■ **Document excerpt**
>> begin

1. Run the whole file in Whisper, like the original repo;
2. Run Voice Activity Detection(VAD), and only run Whisper for sections with human voice.

We use approach 2 by default.

### Variables

See [original repo](https://github.com/m-bain/whisperX/blob/main/whisperx/transcribe.py#L574-L616) for uncovered variables. They are setup as default value.

- `vad_filter`: Run Voice Activity Detection before Whisper Sound To Text - author (reported improved performance)[https://arxiv.org/abs/2303.00747].
- `hf_token`: If VAD or diarization(not used in this notebook) is needed a valid Huggingface token on an account that has accepted EULA for models is required: Follow guidance at [original repo](https://github.com/m-bain/whisperX#voice-activity-detection-filtering--diarization) and fill in `hf_token` with generated Huggingface API key.
- `parallel_bs`: Number of Whisper tasks to execute in parallel. Only valid if `vad_filter` is set to True. VAD shall cut audio input into multiple smaller segments - this variable controls number of segments to run at the same time.
- `transcription_cutoff_char`: Max number of chars per line.
- `transcription_sentence_interval`: We try to merge short sentences into longer ones if they are close enough to avoid having subtitle flashing on screen for too short - but shall separate sentences if no voice activity could be detected for too long. This setup the max interval for consideration.
- `translation_thread`: Number of requests to send out at the same time.
- `translation_lines_per_request`: The author shall send multiple lines to translation engine in the same API call to provide some context for increased quality - but some engines may have much lower input length limit.

>> end

■ **Dataset excerpts**
>> begin

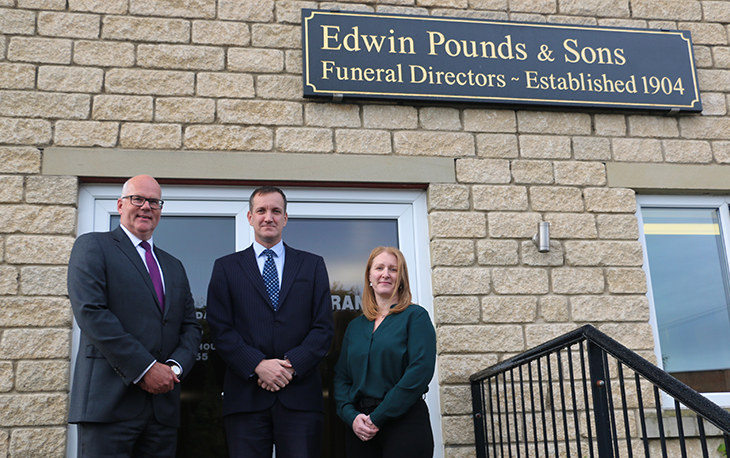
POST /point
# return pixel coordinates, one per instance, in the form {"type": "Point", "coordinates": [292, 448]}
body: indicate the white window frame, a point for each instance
{"type": "Point", "coordinates": [97, 202]}
{"type": "Point", "coordinates": [668, 201]}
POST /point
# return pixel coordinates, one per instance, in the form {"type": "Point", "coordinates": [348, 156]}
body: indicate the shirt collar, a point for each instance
{"type": "Point", "coordinates": [278, 249]}
{"type": "Point", "coordinates": [136, 240]}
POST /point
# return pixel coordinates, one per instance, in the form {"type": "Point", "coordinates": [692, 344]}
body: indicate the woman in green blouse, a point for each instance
{"type": "Point", "coordinates": [386, 363]}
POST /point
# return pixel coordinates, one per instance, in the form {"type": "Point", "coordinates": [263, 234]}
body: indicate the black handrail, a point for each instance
{"type": "Point", "coordinates": [502, 387]}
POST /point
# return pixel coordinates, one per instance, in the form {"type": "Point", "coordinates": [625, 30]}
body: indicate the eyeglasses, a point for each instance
{"type": "Point", "coordinates": [138, 201]}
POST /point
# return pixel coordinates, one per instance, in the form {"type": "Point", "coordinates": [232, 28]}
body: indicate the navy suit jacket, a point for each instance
{"type": "Point", "coordinates": [246, 329]}
{"type": "Point", "coordinates": [123, 329]}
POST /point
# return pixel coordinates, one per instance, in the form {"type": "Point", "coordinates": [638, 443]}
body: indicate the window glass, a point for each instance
{"type": "Point", "coordinates": [689, 281]}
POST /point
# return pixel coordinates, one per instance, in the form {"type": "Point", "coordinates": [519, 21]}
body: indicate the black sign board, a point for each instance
{"type": "Point", "coordinates": [365, 55]}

>> end

■ **Exercise instructions**
In the Whisper notebook excerpt, which variable must be set to True for `parallel_bs` to be valid? The entries are separate material, unrelated to the Whisper notebook excerpt.

■ **Problem solution**
`vad_filter`